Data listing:
--- START ---

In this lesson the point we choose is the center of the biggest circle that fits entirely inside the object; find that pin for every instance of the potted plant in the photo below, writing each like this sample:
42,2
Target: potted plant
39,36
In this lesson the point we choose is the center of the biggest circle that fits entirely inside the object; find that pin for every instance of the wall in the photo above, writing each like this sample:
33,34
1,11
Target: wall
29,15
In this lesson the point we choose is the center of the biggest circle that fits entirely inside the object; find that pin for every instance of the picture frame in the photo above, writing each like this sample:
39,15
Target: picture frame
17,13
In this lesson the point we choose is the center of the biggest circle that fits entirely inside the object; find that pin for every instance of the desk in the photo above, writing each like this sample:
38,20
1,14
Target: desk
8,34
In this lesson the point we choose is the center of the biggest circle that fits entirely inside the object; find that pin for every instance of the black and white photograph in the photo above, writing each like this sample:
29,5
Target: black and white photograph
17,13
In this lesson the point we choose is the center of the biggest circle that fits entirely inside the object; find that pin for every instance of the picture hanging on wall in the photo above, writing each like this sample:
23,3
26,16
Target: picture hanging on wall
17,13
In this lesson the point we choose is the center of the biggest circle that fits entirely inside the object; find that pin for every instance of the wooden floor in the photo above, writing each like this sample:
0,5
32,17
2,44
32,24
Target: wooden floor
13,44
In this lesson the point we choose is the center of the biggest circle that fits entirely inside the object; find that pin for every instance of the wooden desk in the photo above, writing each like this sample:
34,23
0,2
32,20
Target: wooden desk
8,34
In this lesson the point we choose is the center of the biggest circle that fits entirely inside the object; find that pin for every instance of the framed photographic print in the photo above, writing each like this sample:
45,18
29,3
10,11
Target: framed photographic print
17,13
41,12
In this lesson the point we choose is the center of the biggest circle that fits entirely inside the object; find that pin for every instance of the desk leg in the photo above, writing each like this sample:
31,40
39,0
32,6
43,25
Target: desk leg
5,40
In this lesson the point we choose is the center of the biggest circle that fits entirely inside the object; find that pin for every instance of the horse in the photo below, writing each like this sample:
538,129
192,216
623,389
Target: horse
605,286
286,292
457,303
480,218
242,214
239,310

--- END ---

→ **The exercise**
Extract, without alteration, the lines of the material above, beginning with the line that contains "the desk leg" and continuing through the final line of the material.

→ **Solution to the exercise**
In this lesson the point we choose is the center of the biggest circle that fits entirely inside the object; find that pin for every instance of the desk leg in the photo above, writing each like this sample:
31,40
39,0
32,6
43,25
Target: desk leg
5,40
In this lesson the point we choose is the center of the biggest circle that fits entirely inside the object; find that pin for every instance of the horse in the photo below, writing each like this sample:
538,129
192,216
623,389
Target: horse
605,286
286,292
457,303
480,218
242,214
239,310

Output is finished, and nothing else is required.